■ **RECORDS**:
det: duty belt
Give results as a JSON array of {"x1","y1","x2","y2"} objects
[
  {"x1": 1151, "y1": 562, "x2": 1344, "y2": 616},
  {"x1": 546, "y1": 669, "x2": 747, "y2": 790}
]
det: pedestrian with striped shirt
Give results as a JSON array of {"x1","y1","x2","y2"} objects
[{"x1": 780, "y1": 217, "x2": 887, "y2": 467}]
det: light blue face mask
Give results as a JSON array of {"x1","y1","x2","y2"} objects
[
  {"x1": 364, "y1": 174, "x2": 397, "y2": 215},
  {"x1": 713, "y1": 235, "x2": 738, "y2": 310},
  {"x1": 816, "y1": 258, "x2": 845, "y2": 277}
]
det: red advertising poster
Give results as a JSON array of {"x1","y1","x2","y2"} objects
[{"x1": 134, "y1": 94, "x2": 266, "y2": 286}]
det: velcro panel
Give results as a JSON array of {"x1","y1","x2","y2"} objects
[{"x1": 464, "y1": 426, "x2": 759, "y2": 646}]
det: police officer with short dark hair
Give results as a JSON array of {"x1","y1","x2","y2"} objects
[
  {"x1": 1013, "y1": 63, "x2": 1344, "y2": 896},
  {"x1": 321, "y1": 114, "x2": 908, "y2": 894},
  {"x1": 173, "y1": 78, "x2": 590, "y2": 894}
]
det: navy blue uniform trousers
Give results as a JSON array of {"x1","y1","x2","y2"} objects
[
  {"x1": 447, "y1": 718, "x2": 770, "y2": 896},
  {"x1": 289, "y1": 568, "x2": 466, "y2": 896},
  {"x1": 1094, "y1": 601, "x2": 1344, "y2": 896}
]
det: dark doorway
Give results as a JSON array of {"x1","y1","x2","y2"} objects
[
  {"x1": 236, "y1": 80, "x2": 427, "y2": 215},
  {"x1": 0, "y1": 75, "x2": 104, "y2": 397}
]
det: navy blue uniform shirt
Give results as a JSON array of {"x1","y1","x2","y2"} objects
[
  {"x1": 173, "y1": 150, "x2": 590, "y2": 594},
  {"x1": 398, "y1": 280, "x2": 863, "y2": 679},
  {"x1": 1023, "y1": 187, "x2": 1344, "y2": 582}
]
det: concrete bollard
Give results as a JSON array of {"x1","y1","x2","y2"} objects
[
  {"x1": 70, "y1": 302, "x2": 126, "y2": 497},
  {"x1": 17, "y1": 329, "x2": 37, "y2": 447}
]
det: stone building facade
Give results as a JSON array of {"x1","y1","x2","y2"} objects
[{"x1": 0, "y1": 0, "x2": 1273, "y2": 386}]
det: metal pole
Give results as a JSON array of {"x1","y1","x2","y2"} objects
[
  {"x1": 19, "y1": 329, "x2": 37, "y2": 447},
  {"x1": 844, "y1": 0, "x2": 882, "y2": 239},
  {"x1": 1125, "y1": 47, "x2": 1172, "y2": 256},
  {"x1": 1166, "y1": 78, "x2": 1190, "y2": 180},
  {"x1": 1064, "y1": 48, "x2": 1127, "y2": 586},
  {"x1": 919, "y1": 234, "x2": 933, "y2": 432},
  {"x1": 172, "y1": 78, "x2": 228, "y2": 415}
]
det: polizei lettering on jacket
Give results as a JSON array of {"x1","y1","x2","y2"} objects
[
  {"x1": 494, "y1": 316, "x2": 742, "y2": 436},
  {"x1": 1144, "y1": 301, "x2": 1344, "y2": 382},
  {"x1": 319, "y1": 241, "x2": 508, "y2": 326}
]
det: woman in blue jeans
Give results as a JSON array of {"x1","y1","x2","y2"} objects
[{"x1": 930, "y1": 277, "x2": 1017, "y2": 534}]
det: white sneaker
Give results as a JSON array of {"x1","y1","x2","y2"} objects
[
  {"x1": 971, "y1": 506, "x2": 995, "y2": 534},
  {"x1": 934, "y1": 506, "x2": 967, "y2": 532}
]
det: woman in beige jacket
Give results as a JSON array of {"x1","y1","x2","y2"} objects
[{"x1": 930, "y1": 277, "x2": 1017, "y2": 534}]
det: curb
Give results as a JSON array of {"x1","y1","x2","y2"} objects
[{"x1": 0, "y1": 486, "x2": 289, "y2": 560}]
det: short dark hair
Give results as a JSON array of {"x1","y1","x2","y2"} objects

■ **WHAT IS REQUIRED**: Select every line of the material above that contains the string "with", treating uppercase and lowercase letters as distinct, and copy those lines.

■ **RESULT OF THIS EXERCISE**:
det: pedestrian with striped shirt
det: police officer with short dark hair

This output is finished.